## GIVEN PROBLEM
The records below must be written out exactly, with every picture left behind.

## DATA

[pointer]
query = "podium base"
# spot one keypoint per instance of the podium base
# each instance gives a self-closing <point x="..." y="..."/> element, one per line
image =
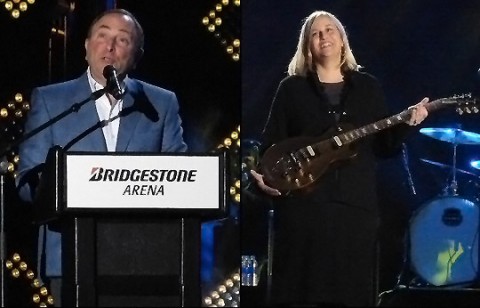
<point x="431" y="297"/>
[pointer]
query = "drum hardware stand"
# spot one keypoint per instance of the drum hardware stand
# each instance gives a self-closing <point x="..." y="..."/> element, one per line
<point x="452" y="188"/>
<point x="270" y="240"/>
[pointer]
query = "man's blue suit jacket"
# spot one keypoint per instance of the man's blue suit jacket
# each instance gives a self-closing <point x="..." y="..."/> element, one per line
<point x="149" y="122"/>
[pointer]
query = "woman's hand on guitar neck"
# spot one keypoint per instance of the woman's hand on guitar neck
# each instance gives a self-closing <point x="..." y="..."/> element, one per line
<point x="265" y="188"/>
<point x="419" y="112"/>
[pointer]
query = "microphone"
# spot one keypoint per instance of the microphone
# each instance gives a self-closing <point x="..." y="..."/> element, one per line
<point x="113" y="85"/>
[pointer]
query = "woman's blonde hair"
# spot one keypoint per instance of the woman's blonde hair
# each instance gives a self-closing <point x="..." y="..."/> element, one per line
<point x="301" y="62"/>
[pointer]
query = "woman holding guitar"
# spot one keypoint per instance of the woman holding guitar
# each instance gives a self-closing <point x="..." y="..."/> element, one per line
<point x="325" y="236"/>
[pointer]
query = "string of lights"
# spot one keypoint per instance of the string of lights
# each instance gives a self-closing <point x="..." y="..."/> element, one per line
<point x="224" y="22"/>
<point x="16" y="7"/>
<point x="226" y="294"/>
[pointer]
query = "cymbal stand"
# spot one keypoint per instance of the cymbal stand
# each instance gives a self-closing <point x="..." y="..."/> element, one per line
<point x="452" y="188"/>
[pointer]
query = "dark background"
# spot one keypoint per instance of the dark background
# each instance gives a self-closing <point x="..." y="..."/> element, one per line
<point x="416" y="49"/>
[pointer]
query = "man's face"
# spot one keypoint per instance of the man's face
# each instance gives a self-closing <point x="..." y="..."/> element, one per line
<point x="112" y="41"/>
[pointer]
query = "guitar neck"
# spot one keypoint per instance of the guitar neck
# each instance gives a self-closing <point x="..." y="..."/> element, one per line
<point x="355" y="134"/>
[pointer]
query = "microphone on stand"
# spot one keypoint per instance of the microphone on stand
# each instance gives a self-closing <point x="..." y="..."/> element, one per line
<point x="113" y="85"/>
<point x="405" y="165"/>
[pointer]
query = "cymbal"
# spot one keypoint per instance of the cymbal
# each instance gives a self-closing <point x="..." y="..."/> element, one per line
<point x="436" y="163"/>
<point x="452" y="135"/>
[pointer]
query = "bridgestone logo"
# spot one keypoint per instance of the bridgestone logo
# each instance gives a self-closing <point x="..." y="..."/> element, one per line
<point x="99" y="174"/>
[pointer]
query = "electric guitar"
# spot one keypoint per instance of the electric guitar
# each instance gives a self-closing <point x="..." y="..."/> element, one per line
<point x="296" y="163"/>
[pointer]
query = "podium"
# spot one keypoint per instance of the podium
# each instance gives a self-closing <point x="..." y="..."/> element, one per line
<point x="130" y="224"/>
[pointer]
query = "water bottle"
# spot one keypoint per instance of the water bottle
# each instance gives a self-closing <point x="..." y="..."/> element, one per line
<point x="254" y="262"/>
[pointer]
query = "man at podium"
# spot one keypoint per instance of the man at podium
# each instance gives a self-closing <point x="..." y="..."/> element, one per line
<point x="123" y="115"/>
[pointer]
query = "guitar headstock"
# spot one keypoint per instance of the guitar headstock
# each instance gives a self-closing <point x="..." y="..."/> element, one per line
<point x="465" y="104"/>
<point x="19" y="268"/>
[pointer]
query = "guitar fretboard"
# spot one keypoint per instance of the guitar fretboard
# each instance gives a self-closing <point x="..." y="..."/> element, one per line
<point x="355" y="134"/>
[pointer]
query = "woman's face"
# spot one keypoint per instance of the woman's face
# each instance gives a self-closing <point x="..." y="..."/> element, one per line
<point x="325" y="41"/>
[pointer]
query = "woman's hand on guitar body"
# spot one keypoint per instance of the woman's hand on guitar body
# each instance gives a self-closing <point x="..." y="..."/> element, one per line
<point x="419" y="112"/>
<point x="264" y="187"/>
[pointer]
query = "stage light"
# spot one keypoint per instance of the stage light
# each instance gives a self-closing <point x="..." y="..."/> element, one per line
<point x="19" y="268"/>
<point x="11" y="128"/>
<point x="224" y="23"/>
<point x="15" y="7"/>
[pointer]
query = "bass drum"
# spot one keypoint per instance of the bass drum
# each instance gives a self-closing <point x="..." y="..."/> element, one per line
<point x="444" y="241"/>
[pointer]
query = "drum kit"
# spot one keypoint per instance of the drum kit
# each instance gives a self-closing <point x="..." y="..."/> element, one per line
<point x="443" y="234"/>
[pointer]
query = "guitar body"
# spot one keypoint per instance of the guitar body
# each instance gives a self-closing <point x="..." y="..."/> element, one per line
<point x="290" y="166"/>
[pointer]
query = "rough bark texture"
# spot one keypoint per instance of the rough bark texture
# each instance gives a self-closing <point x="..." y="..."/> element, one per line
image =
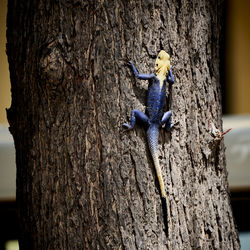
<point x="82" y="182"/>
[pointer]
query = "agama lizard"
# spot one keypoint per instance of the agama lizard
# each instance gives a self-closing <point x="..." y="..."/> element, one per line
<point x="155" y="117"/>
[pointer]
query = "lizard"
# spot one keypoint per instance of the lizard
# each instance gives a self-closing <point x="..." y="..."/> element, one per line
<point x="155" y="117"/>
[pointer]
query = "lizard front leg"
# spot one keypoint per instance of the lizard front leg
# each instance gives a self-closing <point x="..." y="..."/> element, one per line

## RESULT OF THIS TASK
[pointer]
query = "podium base"
# spot one keypoint per instance of the podium base
# each instance gives a self-closing <point x="..." y="..."/> element, one per line
image =
<point x="431" y="297"/>
[pointer]
query = "drum hardware stand"
# spot one keypoint per instance of the drum hardware stand
# each instance gives a self-closing <point x="..." y="..."/> element, one per line
<point x="452" y="188"/>
<point x="270" y="240"/>
[pointer]
query = "man's blue suit jacket"
# spot one keypoint per instance of the man's blue suit jacket
# each instance gives a self-closing <point x="..." y="..."/> element, one per line
<point x="149" y="122"/>
[pointer]
query = "woman's hand on guitar neck"
# spot one keypoint per instance of the woman's hand on guitar neck
# each instance gives a self-closing <point x="..." y="..."/> element, one per line
<point x="265" y="188"/>
<point x="419" y="112"/>
[pointer]
query = "microphone"
# spot one keypoint per instance of the microphone
# each instance gives a self-closing <point x="..." y="..."/> element, one per line
<point x="113" y="85"/>
[pointer]
query = "woman's blonde hair"
# spot one keypoint per instance of the woman's blonde hair
# each instance gives a self-closing <point x="..." y="..."/> element, one per line
<point x="301" y="62"/>
[pointer]
query = "woman holding guitar"
# spot one keypoint per instance of the woman holding guitar
# each instance gives a self-closing <point x="..." y="..."/> element, one per line
<point x="325" y="236"/>
[pointer]
query = "string of lights"
# spot one keypoint per instance of the string of lights
# each instance gives a self-closing <point x="..." y="..."/> element, one per line
<point x="224" y="22"/>
<point x="16" y="7"/>
<point x="226" y="294"/>
[pointer]
query = "cymbal stand"
# spot one keypoint per instance of the cymbal stand
# each instance gives a self-closing <point x="..." y="..."/> element, one per line
<point x="452" y="188"/>
[pointer]
query = "dark background"
# spot one keypoint per instance of the dark background
# each instance gives a self-closing <point x="..." y="..."/> element, one per line
<point x="416" y="49"/>
[pointer]
query = "man's face"
# spot one keypoint per instance of the man's face
# each instance gives a self-closing <point x="..." y="..."/> element, one per line
<point x="112" y="41"/>
[pointer]
query = "guitar neck"
# spot one keypoint per instance of the guitar neck
# each instance gives a self-closing <point x="..." y="..."/> element, one per line
<point x="355" y="134"/>
[pointer]
query = "microphone on stand"
# spot one keypoint per instance of the microphone on stand
# each instance gives a self-closing <point x="..." y="..."/> element, one per line
<point x="113" y="85"/>
<point x="405" y="165"/>
[pointer]
query = "cymbal"
# spot one keypoint per instance of the cymbal
# each instance gives a self-closing <point x="..." y="..."/> element, one per line
<point x="436" y="163"/>
<point x="452" y="135"/>
[pointer]
query = "bridgestone logo"
# spot one keypoint per instance of the bridgestone logo
# each instance gives a self-closing <point x="..." y="..."/> element, one per line
<point x="99" y="174"/>
[pointer]
query = "electric guitar"
# spot one keypoint per instance of the electric guitar
# each instance gives a self-closing <point x="..." y="..."/> element, one per line
<point x="296" y="163"/>
[pointer]
query = "podium"
# spot one keypoint per instance of the podium
# each instance gives a self-closing <point x="..." y="..."/> element, one per line
<point x="130" y="224"/>
[pointer]
query = "water bottle"
# spot one keypoint per instance of the water bottle
# each instance gives a self-closing <point x="..." y="..."/> element, one per line
<point x="254" y="262"/>
[pointer]
query = "man at podium"
# spot one keypoint per instance of the man at podium
# each instance gives a self-closing <point x="..." y="..."/> element, one per line
<point x="123" y="115"/>
[pointer]
query = "guitar headstock"
# spot one keypoint per instance of the guitar headstock
# each instance gives a self-closing <point x="..." y="..."/> element, one per line
<point x="465" y="104"/>
<point x="19" y="268"/>
[pointer]
query = "guitar fretboard"
# spot one keypoint per instance of the guitar fretboard
# each instance gives a self-closing <point x="..." y="..."/> element, one per line
<point x="355" y="134"/>
[pointer]
query = "woman's face"
# spot one keypoint per instance of the woman's face
# each instance gives a self-closing <point x="..." y="..."/> element, one per line
<point x="325" y="41"/>
[pointer]
query = "woman's hand on guitar body"
# spot one keypoint per instance of the woman's hand on guitar body
# each instance gives a self-closing <point x="..." y="..."/> element, one per line
<point x="419" y="112"/>
<point x="264" y="187"/>
[pointer]
query = "stage light"
# spot one keypoint per instance of the stage light
# each instance gives a self-closing <point x="..." y="..."/> element, one per line
<point x="19" y="268"/>
<point x="11" y="128"/>
<point x="224" y="23"/>
<point x="15" y="7"/>
[pointer]
query = "bass drum"
# spot one keypoint per instance of the bass drum
# each instance gives a self-closing <point x="..." y="..."/> element, one per line
<point x="444" y="241"/>
[pointer]
query = "drum kit"
# spot one keypoint per instance of the drum kit
# each instance gives a self-closing <point x="..." y="..."/> element, one per line
<point x="443" y="234"/>
[pointer]
query = "guitar body"
# spot one keypoint per instance of the guitar body
# each instance gives a self-closing <point x="..." y="..."/> element, one per line
<point x="290" y="166"/>
[pointer]
query = "rough bark texture"
# spot one keypoint per instance of the rough bark texture
# each instance gives a self-closing <point x="..." y="..."/> element, one per line
image =
<point x="82" y="182"/>
[pointer]
query = "agama lizard"
# spot one keypoint per instance of the agama lizard
# each instance gives a self-closing <point x="..." y="..."/> element, one per line
<point x="155" y="117"/>
[pointer]
query = "lizard"
# spot one keypoint per instance of the lizard
# each instance gives a self-closing <point x="..." y="..."/> element, one per line
<point x="155" y="117"/>
[pointer]
query = "lizard front leg"
# spot one keypoint per instance of the lizard front leg
# each instance gives a self-closing <point x="..." y="..."/> element, one per line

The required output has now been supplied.